Thursday 18 October 2012


Global warming has changed the weather around the world. When I hear about typhoons that are going to pass through the Philippines, I'm gripped in a sense of panic. A few years ago, torrential rains in proportions never witnessed before caused massive flooding in my hometown. This was unheard of when I was growing up. In fact impending rain gets us kids excited. It means we can play in the cool, refreshing rain. How great it felt to feel the first splash of water on our hot, sticky skin.
Filipinos always find an excuse to cook something. When we get a sense of impending rain, ingredients for mung bean soup are hastily prepared. The pitter patter of raindrops on the tin roofs sound like dry mung beans being strewn on cooking pots, hence the tradition. 

I love mung beans soup and look forward to having in when it is raining. The beans used are green mung beans, the ones used for making bean sprouts. This is very abundant and cheap back home. 

The process starts with boiling mung beans until they are very soft and have popped out of their skins. Usually a big batch is made so that some of the cooked beans can be eaten with sugar and milk. I like that part best. For making soup, the soft mung beans are added to sauteed garlic, onions and tomatoes with some bits of pork and simmered. Vegetables are added in the end.

> [Given instruction A]
Please retype the mung bean soup passage from "The process starts" up to and including "in the end.".

> [Given records]
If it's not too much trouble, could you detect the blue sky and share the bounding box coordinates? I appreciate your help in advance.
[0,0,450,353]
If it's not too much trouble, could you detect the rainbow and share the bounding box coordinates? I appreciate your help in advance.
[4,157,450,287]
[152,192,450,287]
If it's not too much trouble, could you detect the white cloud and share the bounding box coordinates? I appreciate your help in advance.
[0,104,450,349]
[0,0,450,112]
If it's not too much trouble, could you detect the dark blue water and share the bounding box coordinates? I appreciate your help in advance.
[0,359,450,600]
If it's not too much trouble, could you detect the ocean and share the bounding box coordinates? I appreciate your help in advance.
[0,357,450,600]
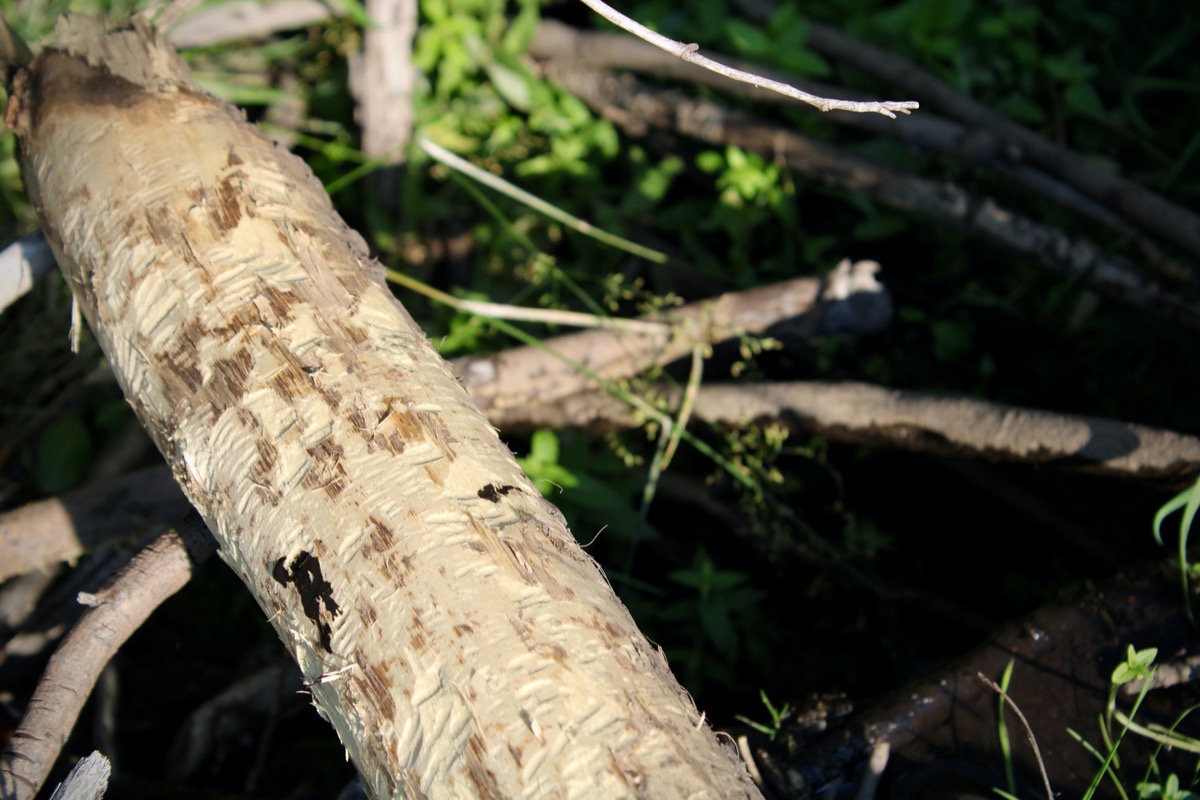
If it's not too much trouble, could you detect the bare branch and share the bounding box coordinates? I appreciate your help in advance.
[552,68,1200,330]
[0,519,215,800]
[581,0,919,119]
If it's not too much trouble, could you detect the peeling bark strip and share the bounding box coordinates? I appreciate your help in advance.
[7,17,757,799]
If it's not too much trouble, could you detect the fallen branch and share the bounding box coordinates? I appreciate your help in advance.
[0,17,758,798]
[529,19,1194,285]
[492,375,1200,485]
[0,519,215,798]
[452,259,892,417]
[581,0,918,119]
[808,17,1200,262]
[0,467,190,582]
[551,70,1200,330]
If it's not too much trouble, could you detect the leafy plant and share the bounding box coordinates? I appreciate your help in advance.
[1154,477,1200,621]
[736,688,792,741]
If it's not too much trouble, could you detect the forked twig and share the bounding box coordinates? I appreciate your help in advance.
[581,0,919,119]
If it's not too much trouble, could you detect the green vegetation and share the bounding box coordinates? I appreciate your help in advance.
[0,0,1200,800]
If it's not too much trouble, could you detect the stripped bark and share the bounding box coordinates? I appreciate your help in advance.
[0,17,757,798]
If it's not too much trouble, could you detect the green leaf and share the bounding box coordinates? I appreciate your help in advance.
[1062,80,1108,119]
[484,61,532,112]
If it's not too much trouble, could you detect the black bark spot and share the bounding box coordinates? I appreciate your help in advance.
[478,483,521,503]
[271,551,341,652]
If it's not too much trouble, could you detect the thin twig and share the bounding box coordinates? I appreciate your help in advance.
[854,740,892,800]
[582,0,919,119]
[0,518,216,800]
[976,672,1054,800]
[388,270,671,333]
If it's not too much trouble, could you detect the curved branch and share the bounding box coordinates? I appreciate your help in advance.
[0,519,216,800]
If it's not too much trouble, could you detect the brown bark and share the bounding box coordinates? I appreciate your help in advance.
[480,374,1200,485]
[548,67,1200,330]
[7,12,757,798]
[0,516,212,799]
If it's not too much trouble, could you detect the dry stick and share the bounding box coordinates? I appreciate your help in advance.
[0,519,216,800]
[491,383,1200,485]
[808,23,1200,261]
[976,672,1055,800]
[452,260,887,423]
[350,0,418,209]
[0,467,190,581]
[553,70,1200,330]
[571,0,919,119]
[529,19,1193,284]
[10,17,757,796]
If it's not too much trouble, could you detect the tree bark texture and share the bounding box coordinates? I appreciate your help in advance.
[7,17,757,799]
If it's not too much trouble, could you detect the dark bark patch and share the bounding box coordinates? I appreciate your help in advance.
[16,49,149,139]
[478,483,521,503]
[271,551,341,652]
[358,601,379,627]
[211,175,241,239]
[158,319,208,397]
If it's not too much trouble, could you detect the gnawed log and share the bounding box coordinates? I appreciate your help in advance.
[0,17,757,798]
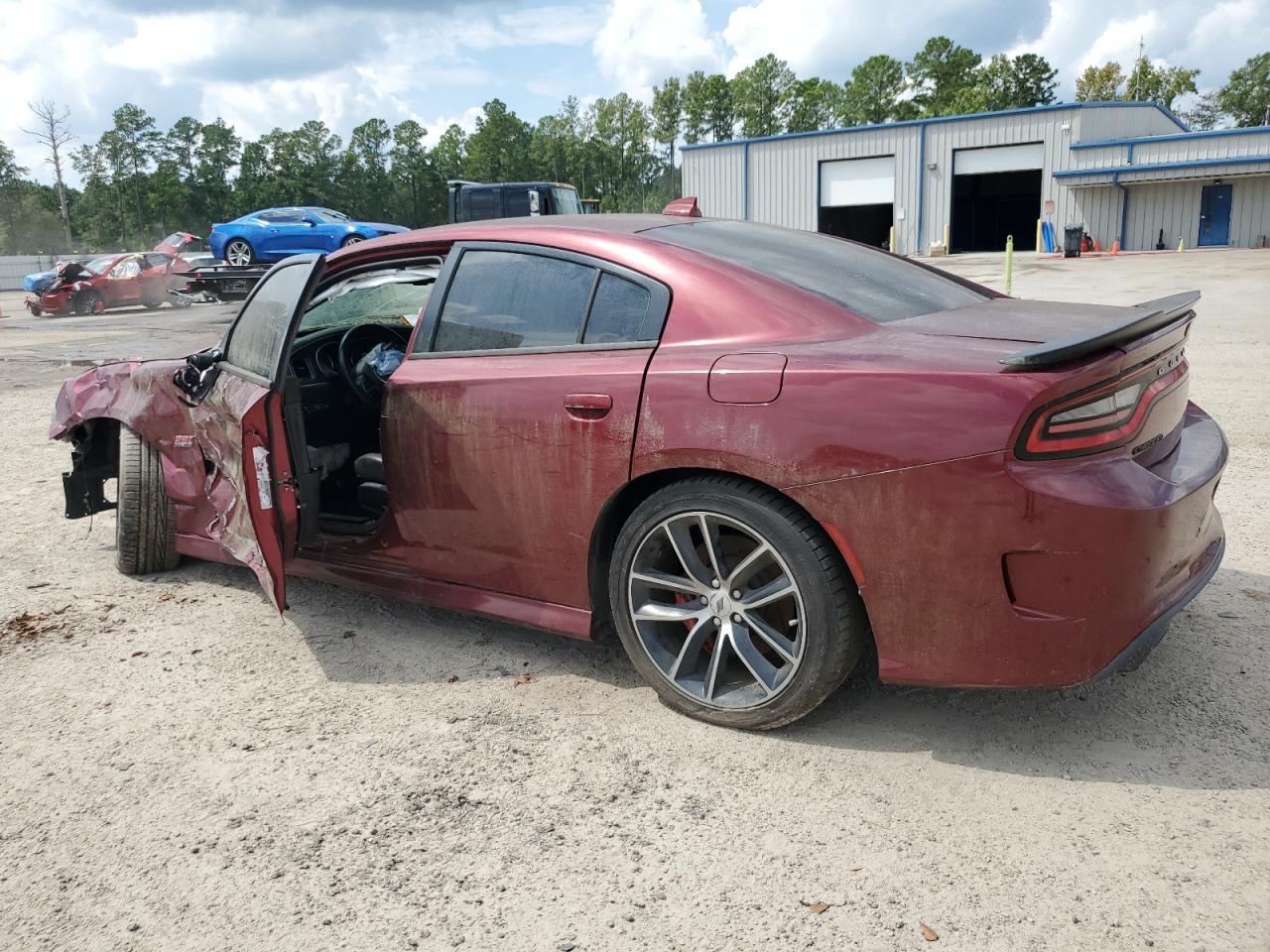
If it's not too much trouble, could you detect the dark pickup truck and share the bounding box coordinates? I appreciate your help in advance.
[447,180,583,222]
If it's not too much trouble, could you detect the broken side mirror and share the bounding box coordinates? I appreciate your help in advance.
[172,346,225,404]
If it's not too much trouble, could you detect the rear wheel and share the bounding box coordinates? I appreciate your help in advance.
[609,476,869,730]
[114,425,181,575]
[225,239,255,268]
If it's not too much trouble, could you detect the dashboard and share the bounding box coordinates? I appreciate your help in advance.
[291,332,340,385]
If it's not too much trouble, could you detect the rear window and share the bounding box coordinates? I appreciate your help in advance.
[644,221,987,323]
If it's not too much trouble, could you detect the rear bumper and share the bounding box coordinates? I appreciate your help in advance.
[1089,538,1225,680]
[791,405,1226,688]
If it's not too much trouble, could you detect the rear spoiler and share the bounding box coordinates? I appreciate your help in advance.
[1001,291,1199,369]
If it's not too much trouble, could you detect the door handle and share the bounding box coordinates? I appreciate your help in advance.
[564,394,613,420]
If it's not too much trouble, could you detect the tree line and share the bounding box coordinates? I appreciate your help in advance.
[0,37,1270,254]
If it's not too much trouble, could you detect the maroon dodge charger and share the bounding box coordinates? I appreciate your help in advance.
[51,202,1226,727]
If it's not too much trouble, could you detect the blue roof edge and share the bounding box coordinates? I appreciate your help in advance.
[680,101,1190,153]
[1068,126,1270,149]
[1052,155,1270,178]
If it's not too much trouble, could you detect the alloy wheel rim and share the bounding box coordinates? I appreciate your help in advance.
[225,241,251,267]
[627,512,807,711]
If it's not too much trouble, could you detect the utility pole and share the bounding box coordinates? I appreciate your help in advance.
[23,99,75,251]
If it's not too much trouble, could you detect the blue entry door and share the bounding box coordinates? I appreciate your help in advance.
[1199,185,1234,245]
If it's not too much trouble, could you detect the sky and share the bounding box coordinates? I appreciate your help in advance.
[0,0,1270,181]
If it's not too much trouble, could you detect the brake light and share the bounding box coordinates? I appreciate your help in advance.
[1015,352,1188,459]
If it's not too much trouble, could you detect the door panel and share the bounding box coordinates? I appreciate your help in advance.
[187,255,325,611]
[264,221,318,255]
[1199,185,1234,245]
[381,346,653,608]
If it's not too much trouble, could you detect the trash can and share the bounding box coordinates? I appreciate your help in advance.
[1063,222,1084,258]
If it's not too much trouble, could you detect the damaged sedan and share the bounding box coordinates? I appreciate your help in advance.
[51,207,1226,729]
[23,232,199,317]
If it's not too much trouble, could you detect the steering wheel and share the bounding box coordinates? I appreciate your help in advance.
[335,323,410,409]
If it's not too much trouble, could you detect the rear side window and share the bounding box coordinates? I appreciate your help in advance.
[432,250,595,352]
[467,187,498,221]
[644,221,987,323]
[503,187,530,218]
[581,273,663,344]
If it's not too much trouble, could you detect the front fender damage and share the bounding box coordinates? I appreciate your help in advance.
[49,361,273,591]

> [Given instruction B]
Pick out each line in the records that contains the string "window".

> [Correct result A]
The process starts with boiling mung beans until they are very soft and have popped out of their skins. Usually a big batch is made so that some of the cooked beans can be eaten with sugar and milk. I like that part best. For making soup, the soft mung beans are added to sauteed garlic, onions and tomatoes with some bits of pork and simmered. Vegetables are added in the end.

> [Correct result B]
If it's not too much trouble, could you detect the rear window and share the bounding box coordinates? I appreciate your help in advance.
If it's not too much trouble, could you detect the rear side window and share the bounding box coordinates? I appreciate your help in advance.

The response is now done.